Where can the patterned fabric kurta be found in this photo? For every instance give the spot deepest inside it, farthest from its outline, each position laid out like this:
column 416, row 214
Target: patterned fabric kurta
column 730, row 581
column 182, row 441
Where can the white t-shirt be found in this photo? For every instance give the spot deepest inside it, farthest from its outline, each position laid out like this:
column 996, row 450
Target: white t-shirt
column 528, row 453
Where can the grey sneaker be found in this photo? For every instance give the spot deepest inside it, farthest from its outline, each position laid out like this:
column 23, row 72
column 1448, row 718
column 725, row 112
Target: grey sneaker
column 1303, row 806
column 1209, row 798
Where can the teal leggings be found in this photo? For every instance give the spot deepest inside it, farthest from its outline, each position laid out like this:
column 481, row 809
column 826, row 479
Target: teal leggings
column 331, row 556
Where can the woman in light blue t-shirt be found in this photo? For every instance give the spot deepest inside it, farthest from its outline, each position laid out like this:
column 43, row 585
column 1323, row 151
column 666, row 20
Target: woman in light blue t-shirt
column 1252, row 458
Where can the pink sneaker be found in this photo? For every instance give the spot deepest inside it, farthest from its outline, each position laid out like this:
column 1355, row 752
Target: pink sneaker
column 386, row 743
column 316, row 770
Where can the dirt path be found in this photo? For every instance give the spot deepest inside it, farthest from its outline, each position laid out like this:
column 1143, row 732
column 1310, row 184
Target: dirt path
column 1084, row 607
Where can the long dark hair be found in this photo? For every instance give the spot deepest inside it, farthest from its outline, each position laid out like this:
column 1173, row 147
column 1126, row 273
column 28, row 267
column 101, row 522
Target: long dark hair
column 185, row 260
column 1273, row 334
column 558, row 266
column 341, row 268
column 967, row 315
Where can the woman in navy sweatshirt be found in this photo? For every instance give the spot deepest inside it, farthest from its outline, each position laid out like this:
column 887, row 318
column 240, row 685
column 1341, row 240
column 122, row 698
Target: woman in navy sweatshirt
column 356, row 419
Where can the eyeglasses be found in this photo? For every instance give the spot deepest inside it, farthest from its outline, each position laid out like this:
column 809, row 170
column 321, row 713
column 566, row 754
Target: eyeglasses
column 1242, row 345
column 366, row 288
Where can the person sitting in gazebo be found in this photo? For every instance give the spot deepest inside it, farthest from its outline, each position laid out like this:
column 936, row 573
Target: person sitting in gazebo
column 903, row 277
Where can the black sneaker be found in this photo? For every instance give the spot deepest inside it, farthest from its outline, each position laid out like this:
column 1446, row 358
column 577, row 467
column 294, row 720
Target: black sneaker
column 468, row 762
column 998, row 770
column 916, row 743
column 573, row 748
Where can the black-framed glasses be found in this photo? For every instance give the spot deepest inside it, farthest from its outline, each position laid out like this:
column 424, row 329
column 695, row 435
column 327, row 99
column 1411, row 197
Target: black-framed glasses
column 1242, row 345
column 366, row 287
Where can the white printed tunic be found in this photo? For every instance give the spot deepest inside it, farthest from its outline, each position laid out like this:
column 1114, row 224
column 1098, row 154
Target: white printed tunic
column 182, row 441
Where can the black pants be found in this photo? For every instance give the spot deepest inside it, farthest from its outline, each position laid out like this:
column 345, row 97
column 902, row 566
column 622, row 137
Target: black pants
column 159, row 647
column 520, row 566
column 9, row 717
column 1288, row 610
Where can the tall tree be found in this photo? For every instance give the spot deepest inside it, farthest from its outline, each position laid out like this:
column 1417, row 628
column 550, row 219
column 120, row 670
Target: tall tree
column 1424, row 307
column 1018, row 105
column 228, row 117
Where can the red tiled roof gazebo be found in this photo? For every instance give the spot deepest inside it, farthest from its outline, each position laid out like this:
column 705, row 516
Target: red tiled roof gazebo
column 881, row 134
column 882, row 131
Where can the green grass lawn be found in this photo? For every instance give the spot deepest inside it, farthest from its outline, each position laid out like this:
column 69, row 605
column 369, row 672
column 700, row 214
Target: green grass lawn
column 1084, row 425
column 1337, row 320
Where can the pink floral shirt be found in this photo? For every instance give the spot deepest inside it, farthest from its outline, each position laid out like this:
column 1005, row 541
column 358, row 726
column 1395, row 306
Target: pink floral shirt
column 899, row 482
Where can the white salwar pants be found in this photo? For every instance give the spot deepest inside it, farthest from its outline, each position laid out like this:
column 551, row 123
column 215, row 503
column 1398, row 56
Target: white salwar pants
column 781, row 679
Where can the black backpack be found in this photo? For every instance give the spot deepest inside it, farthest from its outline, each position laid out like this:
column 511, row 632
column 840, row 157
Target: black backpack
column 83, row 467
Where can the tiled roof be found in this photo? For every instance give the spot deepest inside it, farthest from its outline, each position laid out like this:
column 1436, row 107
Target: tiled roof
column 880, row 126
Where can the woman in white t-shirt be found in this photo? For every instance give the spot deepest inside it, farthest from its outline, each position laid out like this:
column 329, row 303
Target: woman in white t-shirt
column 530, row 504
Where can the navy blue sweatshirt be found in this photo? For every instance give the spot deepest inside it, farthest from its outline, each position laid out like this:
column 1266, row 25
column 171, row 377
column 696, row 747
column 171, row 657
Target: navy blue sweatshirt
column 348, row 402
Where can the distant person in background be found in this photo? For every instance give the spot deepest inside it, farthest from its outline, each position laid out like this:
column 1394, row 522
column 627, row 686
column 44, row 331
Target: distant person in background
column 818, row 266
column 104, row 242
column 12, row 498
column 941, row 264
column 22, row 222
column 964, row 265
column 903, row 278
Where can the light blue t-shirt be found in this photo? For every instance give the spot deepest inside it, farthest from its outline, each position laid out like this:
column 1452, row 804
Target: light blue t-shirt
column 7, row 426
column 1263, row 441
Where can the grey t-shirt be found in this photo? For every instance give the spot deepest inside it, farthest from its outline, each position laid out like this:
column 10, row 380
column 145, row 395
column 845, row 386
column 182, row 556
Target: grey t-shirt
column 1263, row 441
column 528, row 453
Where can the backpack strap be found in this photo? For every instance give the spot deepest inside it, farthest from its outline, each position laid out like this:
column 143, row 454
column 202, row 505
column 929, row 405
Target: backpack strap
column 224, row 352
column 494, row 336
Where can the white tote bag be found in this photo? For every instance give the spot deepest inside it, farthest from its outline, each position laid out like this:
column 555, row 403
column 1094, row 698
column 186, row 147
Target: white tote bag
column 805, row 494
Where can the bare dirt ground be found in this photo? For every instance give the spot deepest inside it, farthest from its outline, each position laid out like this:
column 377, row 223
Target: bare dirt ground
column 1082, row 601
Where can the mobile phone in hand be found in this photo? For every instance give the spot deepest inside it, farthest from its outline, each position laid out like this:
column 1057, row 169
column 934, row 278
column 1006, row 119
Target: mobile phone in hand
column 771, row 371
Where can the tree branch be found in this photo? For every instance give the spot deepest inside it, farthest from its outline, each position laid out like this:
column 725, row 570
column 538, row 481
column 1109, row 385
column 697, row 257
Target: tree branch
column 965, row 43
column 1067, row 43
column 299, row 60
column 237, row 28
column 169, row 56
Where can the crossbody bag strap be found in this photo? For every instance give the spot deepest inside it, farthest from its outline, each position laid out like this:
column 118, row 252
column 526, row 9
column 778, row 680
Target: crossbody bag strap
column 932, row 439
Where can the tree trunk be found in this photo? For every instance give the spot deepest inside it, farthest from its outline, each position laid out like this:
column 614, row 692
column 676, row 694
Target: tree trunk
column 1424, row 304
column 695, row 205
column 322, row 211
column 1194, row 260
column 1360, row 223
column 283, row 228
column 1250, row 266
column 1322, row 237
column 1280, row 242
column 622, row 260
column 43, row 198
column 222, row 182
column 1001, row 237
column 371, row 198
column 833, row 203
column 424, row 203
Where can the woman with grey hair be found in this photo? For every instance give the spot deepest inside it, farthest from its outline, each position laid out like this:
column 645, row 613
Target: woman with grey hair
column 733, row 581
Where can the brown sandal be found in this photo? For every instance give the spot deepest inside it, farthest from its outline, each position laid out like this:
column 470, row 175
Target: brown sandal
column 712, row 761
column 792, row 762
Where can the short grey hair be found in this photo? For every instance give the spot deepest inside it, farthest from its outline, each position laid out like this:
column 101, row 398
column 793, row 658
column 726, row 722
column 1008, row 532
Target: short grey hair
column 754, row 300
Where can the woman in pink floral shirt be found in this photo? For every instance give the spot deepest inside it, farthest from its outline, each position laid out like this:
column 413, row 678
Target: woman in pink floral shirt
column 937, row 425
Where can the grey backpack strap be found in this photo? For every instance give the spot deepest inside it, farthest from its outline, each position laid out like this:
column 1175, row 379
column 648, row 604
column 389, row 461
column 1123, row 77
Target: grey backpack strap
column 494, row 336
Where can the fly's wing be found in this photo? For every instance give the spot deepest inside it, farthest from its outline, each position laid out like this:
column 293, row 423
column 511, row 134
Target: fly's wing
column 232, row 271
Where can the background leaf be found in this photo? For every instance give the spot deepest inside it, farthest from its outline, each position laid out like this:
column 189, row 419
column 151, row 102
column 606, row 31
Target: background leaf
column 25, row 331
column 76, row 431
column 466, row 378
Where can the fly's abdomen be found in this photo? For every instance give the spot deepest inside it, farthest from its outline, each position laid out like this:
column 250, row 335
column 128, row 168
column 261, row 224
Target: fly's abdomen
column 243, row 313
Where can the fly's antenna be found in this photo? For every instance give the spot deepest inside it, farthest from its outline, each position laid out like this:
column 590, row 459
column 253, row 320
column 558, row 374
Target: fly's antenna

★ ★ ★ ★

> **Problem statement**
Bring together all lines from the listing that contain the word "antenna".

> **Result of the task**
Where can the fly's antenna be found in this photo? For every instance give the spot deepest inside it, farthest from its outline, each position laid out like this:
Target: fly's antenna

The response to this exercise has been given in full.